Records shown:
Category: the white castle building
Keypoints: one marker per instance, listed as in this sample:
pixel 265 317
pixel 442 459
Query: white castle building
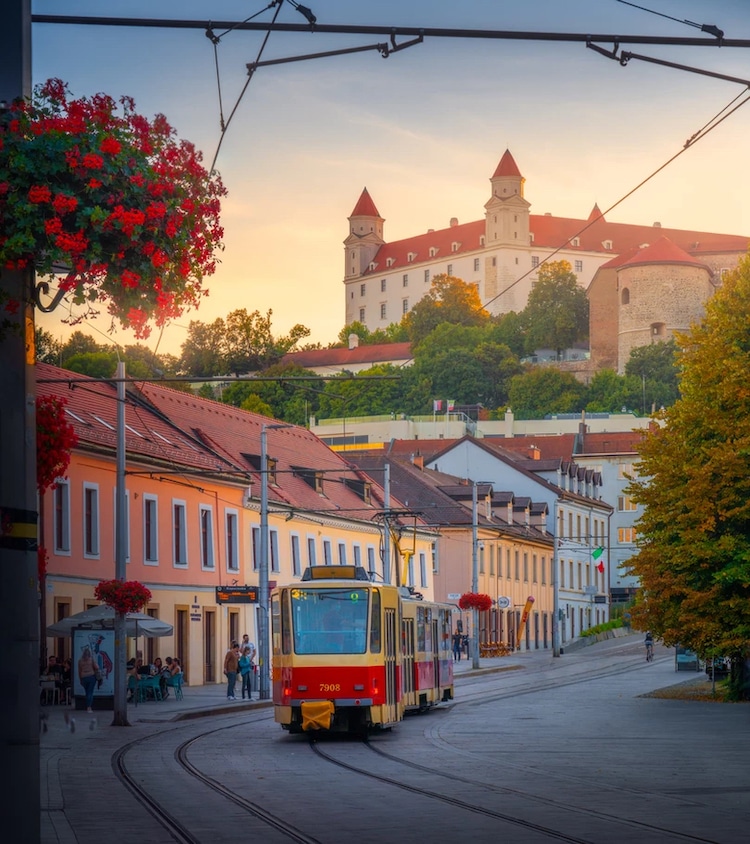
pixel 499 253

Task:
Rewrite the entries with every "castle" replaced by "palace" and everything else unchanged. Leave the pictures out.

Exercise answer:
Category: the white palace building
Keypoints: one marker per instance, listed as in this sample:
pixel 265 317
pixel 442 459
Query: white palace building
pixel 499 253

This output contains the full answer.